→ EXTRACT PROVIDED:
START
In a traditional grid comprising thermal (e.g. coal, gas and nuclear) and hydro-electric power stations the amount of power being generated is under control of the grid operators. Demands fluctuate rapidly and unpredictably as consumers turn appliances (e.g. lights, kettles, cookers etc) on and off manually, and thermostats turn appliances on and off automatically. There are bigger but more predictable fluctuations in demand e.g. in the morning when people get up and make breakfast; although one cannot predict when each and every individual kettle will be switched on and off one can be sure that X million more kettles will be turned on around 8am than around 6 or 10am. It is the job of grid operators to anticipate and provide for these fluctuations.
END
→ Image location labeling listing:
START
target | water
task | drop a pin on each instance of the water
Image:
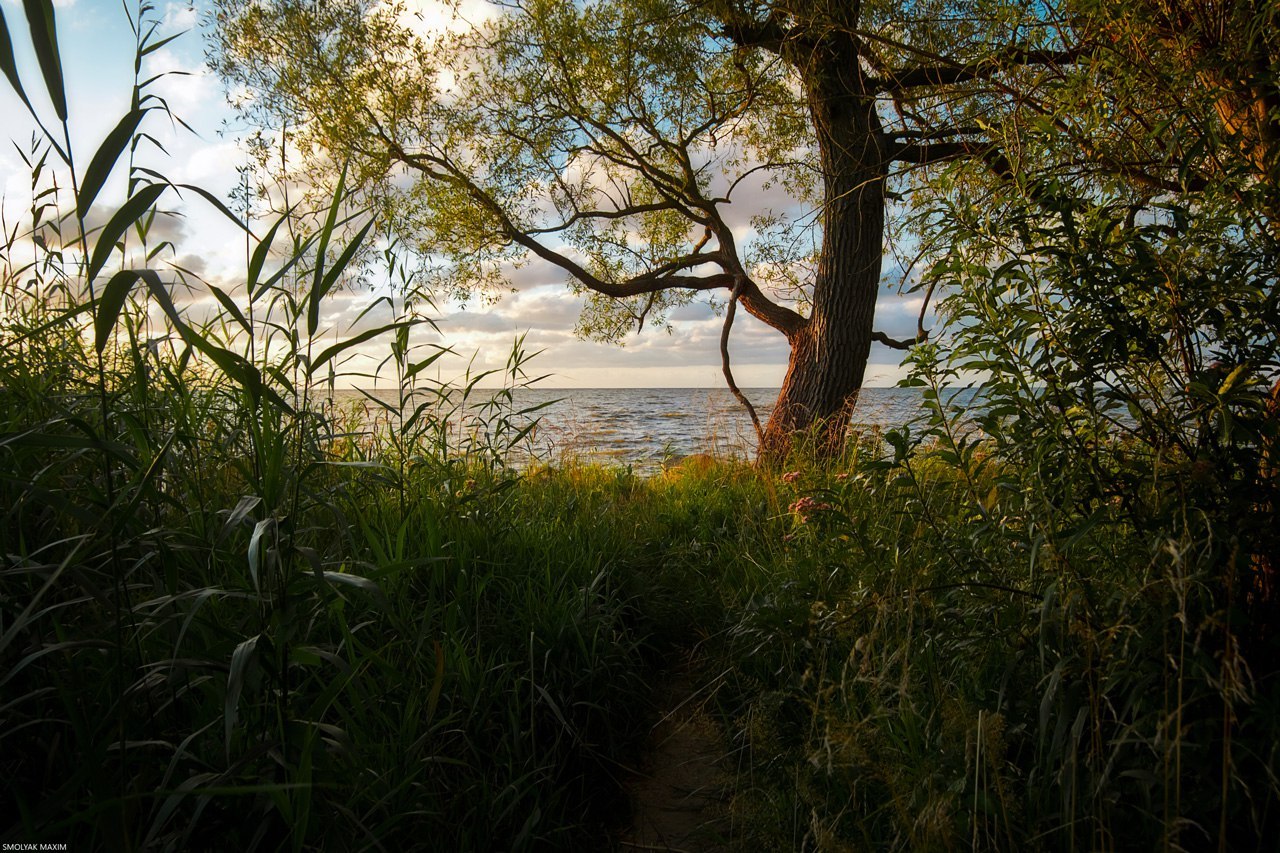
(647, 427)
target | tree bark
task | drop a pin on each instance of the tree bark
(830, 351)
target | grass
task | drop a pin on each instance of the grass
(232, 616)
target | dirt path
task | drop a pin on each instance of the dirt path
(677, 794)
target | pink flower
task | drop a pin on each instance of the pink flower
(807, 506)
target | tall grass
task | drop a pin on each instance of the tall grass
(231, 616)
(236, 616)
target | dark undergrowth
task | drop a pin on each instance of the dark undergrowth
(237, 616)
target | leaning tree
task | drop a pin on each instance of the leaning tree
(630, 144)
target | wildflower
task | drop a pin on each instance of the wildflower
(807, 506)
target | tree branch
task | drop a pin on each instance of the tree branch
(952, 73)
(880, 337)
(725, 365)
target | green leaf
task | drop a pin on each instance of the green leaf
(44, 37)
(255, 551)
(229, 304)
(338, 267)
(7, 62)
(104, 160)
(325, 235)
(241, 658)
(259, 258)
(352, 341)
(112, 301)
(129, 213)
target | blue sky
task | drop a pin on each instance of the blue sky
(97, 55)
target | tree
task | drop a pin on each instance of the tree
(616, 138)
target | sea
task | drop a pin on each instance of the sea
(648, 428)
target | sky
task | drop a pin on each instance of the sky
(97, 55)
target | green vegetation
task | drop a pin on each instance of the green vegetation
(234, 616)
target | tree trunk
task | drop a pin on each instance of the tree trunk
(828, 354)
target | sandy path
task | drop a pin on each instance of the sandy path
(676, 797)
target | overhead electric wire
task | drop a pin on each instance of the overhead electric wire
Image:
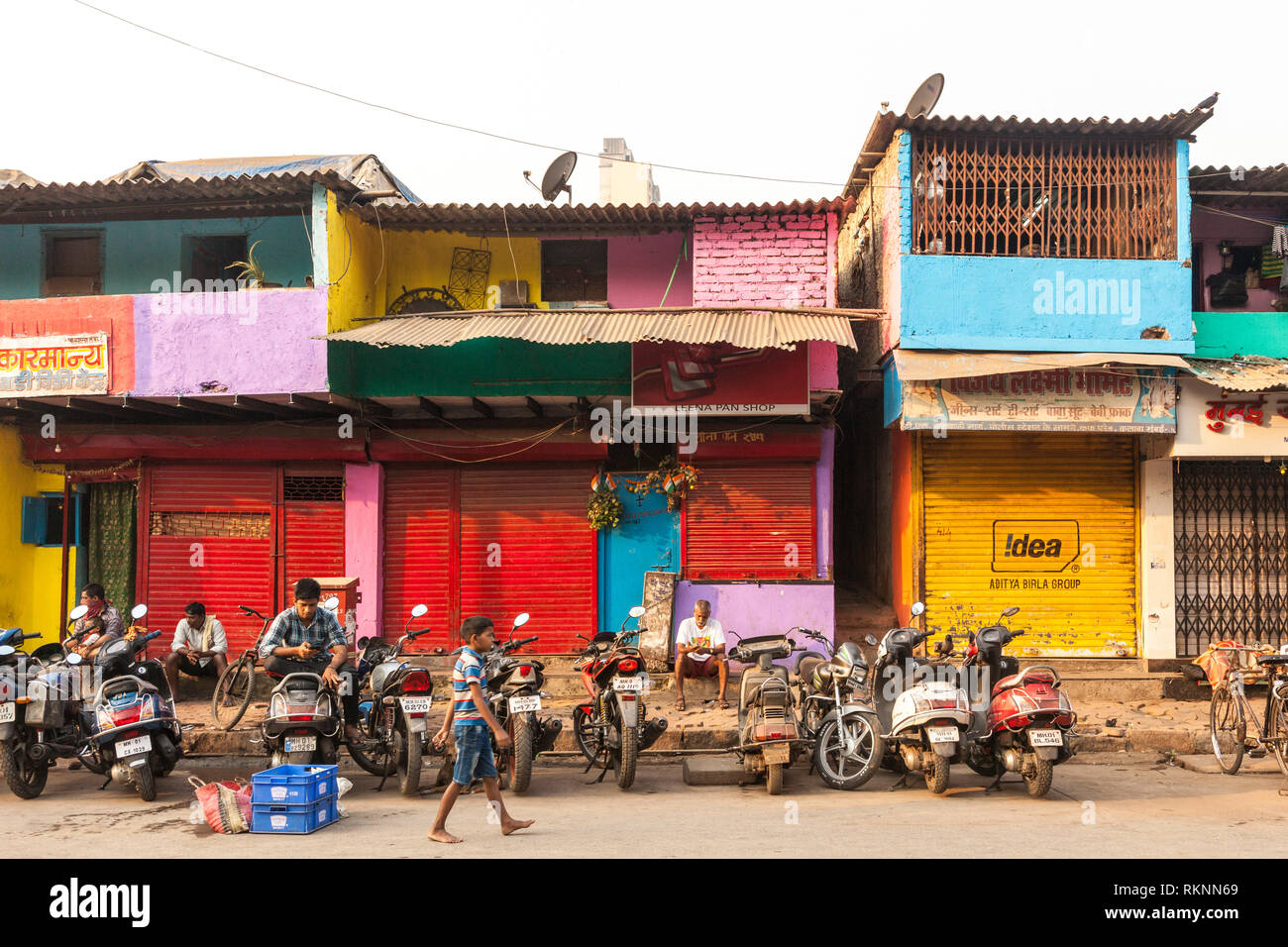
(404, 114)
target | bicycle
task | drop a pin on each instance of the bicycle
(1231, 710)
(237, 682)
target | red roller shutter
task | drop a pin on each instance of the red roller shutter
(210, 540)
(751, 522)
(526, 547)
(417, 552)
(312, 527)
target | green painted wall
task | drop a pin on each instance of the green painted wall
(138, 252)
(1228, 334)
(481, 368)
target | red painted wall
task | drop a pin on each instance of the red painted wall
(76, 316)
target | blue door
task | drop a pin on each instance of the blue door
(647, 540)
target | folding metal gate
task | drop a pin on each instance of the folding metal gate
(1232, 553)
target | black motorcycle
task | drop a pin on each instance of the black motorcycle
(514, 697)
(393, 711)
(837, 714)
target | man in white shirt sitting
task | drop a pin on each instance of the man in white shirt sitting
(200, 647)
(699, 652)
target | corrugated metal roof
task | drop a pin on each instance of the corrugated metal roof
(1250, 373)
(1216, 185)
(527, 218)
(1173, 125)
(743, 328)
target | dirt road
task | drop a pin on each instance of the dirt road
(1117, 806)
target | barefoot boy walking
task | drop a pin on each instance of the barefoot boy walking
(469, 720)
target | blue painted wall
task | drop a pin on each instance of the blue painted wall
(647, 539)
(138, 252)
(1020, 303)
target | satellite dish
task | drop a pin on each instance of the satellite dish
(555, 179)
(922, 101)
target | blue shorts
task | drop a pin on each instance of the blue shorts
(475, 758)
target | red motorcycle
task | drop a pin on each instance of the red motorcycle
(1029, 719)
(612, 727)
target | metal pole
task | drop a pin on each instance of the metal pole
(67, 513)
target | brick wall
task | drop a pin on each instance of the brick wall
(772, 260)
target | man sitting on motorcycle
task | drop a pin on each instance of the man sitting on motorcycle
(699, 652)
(299, 641)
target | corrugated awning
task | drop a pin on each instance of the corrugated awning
(928, 367)
(742, 328)
(1252, 373)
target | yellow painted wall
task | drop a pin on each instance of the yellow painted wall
(30, 577)
(370, 266)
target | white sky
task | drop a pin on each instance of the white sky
(778, 89)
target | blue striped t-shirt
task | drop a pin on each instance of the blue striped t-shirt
(469, 671)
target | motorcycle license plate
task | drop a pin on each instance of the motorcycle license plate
(416, 705)
(1046, 738)
(133, 748)
(778, 753)
(301, 744)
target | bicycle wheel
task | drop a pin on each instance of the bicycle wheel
(1228, 728)
(232, 692)
(1276, 729)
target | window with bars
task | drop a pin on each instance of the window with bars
(314, 488)
(1085, 197)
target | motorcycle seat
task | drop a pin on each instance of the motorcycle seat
(1029, 676)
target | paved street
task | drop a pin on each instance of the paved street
(1120, 805)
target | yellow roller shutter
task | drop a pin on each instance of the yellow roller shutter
(1046, 522)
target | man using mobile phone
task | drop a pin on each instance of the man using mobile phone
(309, 639)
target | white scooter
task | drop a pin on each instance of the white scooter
(921, 706)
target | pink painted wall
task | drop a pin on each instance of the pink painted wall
(364, 540)
(250, 343)
(640, 266)
(768, 260)
(1210, 230)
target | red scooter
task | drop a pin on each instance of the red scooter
(1028, 720)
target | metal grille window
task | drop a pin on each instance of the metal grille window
(313, 488)
(1085, 197)
(1232, 554)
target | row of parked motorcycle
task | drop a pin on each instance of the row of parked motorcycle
(907, 712)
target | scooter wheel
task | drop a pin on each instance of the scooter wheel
(936, 775)
(1038, 779)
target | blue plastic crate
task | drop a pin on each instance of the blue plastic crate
(290, 785)
(292, 819)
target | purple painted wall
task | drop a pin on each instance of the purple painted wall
(254, 342)
(364, 540)
(823, 504)
(748, 609)
(640, 266)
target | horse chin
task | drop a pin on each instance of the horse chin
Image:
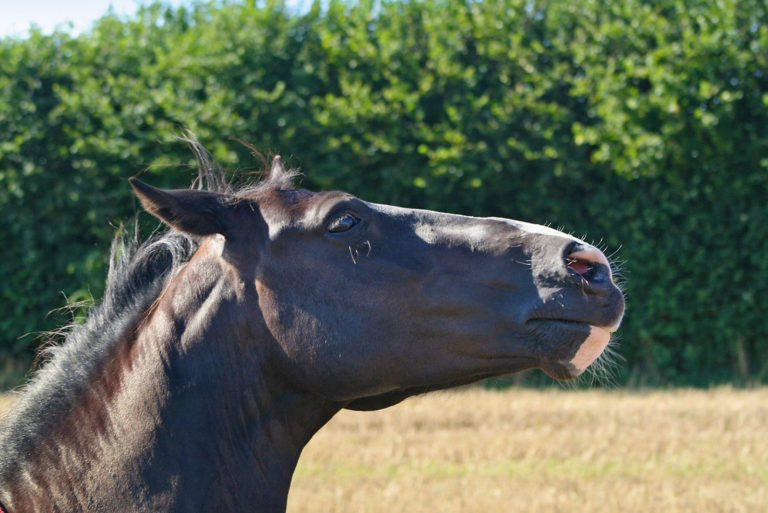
(589, 351)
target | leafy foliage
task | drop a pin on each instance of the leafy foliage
(643, 122)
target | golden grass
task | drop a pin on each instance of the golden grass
(545, 451)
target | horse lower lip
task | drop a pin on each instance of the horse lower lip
(591, 348)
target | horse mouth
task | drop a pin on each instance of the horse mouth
(565, 363)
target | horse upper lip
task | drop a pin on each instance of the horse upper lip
(610, 329)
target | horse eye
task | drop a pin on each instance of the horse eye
(342, 223)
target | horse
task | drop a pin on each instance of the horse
(222, 345)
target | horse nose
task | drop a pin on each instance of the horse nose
(589, 265)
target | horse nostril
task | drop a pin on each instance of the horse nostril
(580, 267)
(588, 262)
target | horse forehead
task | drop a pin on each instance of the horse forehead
(296, 207)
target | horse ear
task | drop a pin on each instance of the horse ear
(188, 210)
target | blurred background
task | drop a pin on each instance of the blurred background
(640, 125)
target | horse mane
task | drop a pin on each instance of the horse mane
(138, 273)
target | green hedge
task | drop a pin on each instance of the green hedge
(643, 124)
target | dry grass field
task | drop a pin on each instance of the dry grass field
(545, 451)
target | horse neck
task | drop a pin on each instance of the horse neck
(187, 415)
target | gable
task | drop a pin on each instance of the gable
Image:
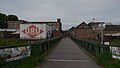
(83, 25)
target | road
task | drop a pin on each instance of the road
(68, 55)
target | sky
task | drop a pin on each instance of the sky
(71, 12)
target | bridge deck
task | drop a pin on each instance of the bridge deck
(68, 55)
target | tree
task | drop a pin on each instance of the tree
(3, 21)
(12, 18)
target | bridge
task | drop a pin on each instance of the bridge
(67, 54)
(59, 53)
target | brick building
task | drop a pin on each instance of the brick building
(92, 31)
(56, 25)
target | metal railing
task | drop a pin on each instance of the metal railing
(92, 48)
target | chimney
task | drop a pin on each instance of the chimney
(58, 20)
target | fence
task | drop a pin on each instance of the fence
(92, 48)
(37, 50)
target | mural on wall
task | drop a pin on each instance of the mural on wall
(115, 52)
(16, 53)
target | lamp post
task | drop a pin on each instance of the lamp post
(101, 27)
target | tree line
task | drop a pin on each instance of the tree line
(4, 18)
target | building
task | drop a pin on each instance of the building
(83, 31)
(56, 26)
(14, 24)
(92, 31)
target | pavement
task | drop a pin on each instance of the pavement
(68, 55)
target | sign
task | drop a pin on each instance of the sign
(15, 53)
(115, 52)
(32, 31)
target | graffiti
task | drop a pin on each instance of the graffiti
(115, 52)
(16, 53)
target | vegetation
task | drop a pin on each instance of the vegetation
(37, 55)
(4, 18)
(105, 59)
(115, 42)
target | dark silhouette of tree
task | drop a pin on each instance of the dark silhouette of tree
(12, 18)
(4, 18)
(3, 21)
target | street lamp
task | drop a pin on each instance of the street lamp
(102, 27)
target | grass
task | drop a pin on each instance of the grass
(28, 62)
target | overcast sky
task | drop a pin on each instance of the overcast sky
(71, 12)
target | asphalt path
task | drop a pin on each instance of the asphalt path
(68, 55)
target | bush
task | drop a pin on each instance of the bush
(2, 61)
(28, 62)
(104, 57)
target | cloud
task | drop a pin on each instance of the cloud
(70, 11)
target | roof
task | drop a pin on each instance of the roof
(112, 28)
(83, 25)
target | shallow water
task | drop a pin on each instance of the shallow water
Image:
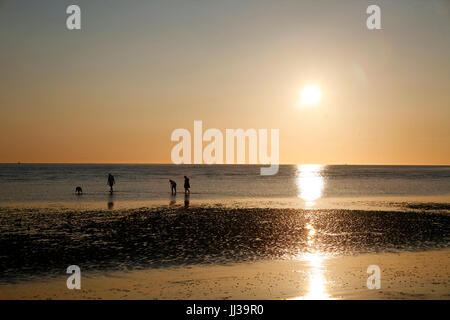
(49, 183)
(36, 242)
(232, 215)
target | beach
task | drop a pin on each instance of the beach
(311, 232)
(411, 275)
(215, 252)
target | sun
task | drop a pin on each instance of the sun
(310, 95)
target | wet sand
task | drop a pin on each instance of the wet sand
(406, 275)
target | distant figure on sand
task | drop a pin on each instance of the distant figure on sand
(173, 187)
(111, 181)
(186, 185)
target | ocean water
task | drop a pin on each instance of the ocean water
(311, 185)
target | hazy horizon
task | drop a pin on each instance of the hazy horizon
(114, 91)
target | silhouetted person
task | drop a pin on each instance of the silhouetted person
(186, 185)
(110, 202)
(186, 200)
(173, 187)
(172, 200)
(111, 181)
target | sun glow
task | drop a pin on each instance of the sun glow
(310, 95)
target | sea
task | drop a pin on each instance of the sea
(308, 186)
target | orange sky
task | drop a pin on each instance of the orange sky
END
→ SHORT EXERCISE 1:
Summarize the power grid passage in two sentences.
→ SHORT EXERCISE 2:
State how many lines in the listing contain the word "field", giving only the number.
The power grid passage and the listing have nothing to do with each other.

→ FULL OUTPUT 1:
In a traditional grid of thermal and hydro-electric stations, grid operators control how much power is generated, while demand shifts rapidly and unpredictably as consumers and thermostats switch appliances on and off. Bigger fluctuations, such as the rise in kettle use around 8am, are more predictable, and grid operators have the job of anticipating and providing for these changes.

→ FULL OUTPUT 2:
2